▸ Given task: Give only the lines from the one containing "Expected: one pin per instance of the nose bridge, each" through the end of the material below, exactly as written.

Start of Extracted records

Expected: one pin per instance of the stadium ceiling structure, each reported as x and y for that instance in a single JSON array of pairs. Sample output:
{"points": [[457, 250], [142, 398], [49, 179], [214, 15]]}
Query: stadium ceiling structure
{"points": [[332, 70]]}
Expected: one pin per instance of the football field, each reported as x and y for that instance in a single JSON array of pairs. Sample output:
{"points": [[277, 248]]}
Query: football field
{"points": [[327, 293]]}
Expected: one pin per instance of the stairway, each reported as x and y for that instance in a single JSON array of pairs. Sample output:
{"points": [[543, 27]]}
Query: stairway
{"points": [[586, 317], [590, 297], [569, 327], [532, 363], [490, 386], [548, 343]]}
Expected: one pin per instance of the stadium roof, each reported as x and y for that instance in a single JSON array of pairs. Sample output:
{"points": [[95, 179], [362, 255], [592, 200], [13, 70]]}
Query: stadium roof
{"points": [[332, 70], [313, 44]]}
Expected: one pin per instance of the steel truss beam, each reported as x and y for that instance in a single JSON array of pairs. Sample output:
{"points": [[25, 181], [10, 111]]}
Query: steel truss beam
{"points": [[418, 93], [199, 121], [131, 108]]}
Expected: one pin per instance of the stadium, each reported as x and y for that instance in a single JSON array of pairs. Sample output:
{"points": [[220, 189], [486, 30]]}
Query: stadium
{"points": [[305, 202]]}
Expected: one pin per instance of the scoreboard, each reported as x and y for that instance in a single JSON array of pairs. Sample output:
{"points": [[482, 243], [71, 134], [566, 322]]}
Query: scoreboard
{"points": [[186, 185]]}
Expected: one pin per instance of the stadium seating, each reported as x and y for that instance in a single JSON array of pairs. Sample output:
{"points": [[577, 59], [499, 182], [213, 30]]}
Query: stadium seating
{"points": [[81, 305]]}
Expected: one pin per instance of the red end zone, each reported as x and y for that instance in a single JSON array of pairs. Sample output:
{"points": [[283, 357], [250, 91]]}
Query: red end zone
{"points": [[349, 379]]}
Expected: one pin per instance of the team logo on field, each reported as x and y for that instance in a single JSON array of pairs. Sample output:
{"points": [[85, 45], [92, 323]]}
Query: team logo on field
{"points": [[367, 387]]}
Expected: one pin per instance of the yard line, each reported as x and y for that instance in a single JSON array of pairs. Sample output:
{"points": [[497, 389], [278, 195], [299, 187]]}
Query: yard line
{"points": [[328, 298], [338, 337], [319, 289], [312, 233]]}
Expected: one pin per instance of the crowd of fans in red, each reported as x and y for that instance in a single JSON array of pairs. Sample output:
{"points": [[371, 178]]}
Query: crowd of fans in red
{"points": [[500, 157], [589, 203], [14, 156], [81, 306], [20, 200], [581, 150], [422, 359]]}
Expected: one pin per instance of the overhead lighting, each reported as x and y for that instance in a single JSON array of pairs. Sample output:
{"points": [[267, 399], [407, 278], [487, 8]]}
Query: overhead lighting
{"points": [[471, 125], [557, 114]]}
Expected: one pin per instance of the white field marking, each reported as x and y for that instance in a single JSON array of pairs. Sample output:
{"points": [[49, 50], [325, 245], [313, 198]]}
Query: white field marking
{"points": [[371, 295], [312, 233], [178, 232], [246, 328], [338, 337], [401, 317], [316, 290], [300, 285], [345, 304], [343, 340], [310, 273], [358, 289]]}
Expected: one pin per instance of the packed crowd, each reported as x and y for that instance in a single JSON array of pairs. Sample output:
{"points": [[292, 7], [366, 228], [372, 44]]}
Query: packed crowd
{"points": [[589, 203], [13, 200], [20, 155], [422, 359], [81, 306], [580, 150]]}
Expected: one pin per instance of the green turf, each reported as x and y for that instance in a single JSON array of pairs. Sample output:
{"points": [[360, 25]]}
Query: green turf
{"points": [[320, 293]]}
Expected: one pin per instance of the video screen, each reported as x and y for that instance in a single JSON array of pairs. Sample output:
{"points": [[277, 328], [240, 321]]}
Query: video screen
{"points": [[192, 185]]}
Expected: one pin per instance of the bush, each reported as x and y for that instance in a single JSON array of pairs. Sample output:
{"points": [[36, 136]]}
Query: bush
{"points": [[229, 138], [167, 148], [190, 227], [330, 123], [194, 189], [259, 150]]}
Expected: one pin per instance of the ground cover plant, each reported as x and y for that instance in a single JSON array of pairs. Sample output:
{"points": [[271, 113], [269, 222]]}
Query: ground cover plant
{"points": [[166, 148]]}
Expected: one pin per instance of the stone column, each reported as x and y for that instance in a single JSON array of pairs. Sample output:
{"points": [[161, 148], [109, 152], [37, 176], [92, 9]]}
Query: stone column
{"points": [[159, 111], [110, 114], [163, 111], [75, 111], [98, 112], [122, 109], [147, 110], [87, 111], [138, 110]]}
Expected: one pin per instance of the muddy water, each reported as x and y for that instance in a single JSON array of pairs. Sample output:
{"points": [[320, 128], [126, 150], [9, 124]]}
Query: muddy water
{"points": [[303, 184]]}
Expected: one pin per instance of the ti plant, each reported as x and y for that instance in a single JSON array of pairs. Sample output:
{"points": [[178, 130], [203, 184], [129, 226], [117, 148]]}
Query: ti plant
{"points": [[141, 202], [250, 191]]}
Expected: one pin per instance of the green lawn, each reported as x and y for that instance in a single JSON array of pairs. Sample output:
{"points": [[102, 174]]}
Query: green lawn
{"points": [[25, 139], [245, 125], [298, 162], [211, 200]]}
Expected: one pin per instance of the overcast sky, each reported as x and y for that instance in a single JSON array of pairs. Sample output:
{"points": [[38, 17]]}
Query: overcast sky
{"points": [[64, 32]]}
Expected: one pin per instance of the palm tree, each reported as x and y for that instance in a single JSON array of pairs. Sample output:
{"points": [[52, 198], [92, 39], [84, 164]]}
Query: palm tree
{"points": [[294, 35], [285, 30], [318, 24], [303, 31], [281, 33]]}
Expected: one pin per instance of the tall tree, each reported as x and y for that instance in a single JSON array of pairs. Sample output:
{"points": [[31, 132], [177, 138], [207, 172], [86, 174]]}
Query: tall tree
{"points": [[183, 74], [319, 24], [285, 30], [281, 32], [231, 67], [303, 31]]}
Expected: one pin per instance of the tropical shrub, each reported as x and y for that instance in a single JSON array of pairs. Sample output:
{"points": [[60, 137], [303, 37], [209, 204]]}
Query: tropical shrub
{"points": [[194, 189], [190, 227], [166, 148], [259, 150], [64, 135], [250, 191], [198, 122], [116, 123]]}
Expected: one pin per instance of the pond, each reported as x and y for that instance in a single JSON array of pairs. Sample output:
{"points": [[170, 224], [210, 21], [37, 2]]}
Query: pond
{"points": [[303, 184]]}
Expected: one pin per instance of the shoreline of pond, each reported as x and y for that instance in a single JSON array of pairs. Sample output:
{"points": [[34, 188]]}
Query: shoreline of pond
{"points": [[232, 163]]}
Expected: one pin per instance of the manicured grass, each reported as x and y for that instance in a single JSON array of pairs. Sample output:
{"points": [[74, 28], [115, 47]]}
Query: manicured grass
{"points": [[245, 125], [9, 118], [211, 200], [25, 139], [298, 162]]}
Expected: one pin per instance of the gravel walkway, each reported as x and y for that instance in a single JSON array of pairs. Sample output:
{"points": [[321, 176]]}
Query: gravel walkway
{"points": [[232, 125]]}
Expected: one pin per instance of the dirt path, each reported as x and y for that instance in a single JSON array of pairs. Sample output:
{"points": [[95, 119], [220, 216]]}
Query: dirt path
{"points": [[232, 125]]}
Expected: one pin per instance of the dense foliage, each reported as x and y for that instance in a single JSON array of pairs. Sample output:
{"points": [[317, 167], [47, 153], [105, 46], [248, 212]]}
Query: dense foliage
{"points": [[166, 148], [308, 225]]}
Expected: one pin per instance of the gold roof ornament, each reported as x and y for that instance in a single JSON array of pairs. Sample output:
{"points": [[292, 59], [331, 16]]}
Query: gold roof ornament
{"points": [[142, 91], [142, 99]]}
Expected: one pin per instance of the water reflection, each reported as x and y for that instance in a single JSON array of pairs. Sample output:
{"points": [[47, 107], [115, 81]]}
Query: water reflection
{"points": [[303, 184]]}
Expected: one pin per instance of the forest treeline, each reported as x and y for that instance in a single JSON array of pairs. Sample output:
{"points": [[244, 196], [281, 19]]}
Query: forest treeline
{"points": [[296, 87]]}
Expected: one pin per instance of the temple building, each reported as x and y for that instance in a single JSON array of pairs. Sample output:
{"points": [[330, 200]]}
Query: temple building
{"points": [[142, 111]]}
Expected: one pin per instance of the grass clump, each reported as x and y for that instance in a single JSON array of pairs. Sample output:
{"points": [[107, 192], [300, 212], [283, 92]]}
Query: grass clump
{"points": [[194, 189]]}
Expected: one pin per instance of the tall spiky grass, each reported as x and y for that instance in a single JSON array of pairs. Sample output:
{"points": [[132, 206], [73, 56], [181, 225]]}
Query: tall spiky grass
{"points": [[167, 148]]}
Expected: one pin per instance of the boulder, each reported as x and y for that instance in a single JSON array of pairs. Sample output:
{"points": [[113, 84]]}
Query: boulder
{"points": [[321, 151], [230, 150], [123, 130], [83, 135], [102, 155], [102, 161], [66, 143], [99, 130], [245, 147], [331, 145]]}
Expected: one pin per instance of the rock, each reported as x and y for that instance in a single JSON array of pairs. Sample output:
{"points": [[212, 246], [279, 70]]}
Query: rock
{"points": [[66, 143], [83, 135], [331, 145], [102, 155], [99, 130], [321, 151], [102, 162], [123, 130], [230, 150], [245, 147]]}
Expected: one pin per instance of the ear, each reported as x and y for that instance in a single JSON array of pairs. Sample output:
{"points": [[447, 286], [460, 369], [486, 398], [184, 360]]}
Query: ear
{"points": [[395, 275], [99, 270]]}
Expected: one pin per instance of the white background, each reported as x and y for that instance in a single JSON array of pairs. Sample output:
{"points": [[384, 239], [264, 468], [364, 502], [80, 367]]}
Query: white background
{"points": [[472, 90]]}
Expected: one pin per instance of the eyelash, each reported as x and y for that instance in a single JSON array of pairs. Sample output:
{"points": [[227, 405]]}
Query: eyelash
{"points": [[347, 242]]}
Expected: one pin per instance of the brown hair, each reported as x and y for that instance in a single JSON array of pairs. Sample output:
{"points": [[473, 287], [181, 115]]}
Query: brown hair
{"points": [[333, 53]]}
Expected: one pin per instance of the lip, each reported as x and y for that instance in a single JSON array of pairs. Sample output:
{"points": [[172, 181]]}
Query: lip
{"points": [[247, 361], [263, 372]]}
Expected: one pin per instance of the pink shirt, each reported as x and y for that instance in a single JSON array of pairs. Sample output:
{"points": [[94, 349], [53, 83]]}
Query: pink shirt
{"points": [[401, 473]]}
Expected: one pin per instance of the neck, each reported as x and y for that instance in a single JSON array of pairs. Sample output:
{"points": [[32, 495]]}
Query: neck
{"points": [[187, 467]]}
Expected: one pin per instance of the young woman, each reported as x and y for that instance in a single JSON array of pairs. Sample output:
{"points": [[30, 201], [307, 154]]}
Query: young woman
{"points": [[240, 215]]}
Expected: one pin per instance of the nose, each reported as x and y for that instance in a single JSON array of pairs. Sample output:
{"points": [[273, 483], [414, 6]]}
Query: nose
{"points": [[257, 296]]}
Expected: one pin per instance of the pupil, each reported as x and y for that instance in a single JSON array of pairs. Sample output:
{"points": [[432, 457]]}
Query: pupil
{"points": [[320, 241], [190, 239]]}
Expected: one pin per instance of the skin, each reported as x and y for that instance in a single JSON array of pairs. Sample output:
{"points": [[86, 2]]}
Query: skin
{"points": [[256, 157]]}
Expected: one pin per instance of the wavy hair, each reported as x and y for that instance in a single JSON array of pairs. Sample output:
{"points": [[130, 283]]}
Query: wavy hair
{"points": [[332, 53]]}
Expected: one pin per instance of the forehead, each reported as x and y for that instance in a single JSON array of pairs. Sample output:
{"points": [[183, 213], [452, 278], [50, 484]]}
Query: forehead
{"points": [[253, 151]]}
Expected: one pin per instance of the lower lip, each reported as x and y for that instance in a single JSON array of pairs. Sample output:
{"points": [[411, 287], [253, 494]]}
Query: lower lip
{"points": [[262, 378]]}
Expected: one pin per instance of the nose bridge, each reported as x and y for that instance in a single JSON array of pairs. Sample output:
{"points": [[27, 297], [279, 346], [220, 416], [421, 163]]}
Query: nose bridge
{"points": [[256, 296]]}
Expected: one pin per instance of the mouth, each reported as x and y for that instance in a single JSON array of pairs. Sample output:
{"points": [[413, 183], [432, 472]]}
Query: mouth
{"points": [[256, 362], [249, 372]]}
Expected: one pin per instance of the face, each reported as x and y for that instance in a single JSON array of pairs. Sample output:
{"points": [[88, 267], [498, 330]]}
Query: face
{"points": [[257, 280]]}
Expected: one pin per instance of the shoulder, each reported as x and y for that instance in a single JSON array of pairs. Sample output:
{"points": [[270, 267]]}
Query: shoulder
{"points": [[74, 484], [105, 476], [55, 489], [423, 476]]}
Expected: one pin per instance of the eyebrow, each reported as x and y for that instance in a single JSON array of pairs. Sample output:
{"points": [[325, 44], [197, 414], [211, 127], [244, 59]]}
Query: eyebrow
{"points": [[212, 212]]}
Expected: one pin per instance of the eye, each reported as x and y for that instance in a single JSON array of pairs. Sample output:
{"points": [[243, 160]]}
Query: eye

End of Extracted records

▸ Solution to this task:
Expected: one pin per instance of the nose bridge, each reported as x and y for that instance in a single JSON array of pairs. Sample output:
{"points": [[27, 297], [279, 346], [220, 416], [421, 163]]}
Query: nose bridge
{"points": [[256, 296]]}
Expected: one pin per instance of the mouth, each reported as x and y for that instance in a single JSON array of pairs. Sample output:
{"points": [[413, 183], [432, 472]]}
Query: mouth
{"points": [[256, 362], [249, 372]]}
Expected: one pin per instance of the face, each reported as x and y for that instance in a single JSON array of pairs. Sample output:
{"points": [[88, 267], [498, 330]]}
Query: face
{"points": [[257, 280]]}
Expected: one pin per instance of the shoulder, each reported as x and y for that instance in a single JSON array of pairs. Sample output:
{"points": [[270, 267]]}
Query: shoulder
{"points": [[74, 484], [105, 476], [55, 489], [423, 476]]}
Expected: one pin per instance of the eyebrow, each reported as x and y for that instance in a single JSON array of pairs. Sample output:
{"points": [[325, 44], [197, 414], [211, 127], [244, 59]]}
Query: eyebrow
{"points": [[212, 212]]}
Expected: one pin per instance of the eye, each reported as x and y for that instance in a single JSON array of pairs. Sample output:
{"points": [[243, 160]]}
Query: eye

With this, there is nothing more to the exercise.